Task inputs »
:::

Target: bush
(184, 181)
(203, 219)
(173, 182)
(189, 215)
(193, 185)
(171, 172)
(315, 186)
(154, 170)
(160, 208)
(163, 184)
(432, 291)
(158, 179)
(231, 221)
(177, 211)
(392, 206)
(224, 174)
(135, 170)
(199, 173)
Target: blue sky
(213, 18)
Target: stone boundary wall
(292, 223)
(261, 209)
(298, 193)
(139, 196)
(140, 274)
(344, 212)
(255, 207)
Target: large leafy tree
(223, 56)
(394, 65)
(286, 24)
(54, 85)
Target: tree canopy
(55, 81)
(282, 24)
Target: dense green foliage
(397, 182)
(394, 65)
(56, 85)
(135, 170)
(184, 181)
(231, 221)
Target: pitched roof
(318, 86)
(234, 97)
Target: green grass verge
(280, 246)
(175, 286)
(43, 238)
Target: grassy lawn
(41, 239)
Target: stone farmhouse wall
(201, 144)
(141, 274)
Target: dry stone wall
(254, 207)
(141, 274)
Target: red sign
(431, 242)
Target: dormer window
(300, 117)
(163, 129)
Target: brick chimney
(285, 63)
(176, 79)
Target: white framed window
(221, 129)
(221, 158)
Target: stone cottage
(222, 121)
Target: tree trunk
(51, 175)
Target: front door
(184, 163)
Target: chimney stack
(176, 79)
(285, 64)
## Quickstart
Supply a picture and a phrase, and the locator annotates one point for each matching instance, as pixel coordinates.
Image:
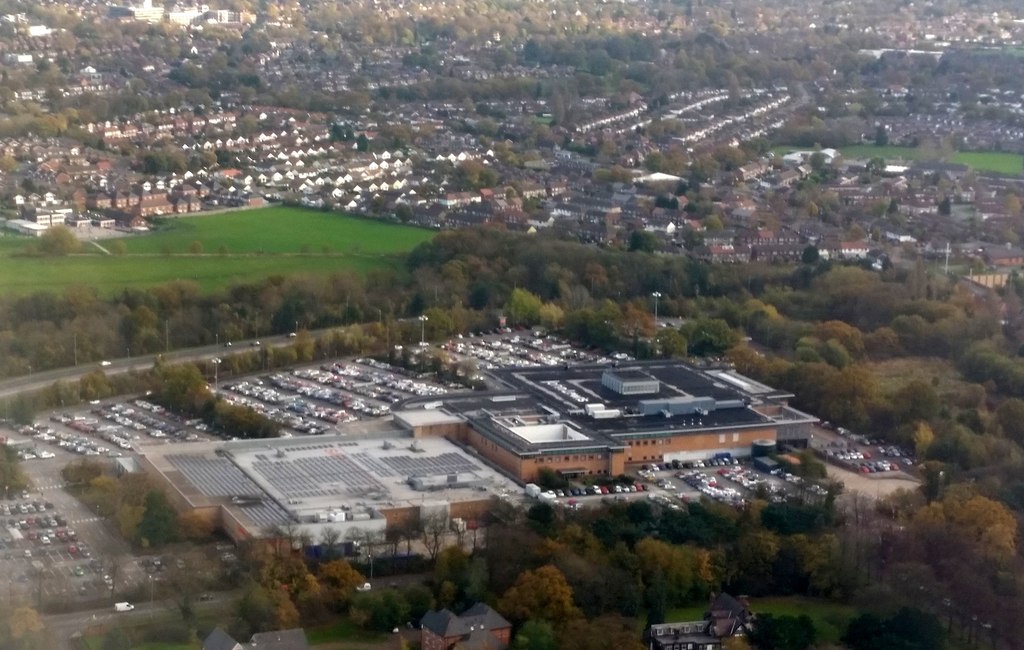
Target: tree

:::

About this task »
Everything above from the line with "Target: red sign" to the line with "## Quickstart", both included, must be repeated exactly, and nothing outside that range.

Solution to this problem »
Target: red sign
(431, 242)
Target: dormer window
(300, 117)
(163, 129)
Target: brick chimney
(285, 63)
(176, 79)
Target: white framed window
(221, 129)
(221, 158)
Target: stone cottage
(222, 121)
Target: tree trunk
(51, 175)
Target: front door
(184, 163)
Target: chimney stack
(176, 79)
(285, 64)
## Quickstart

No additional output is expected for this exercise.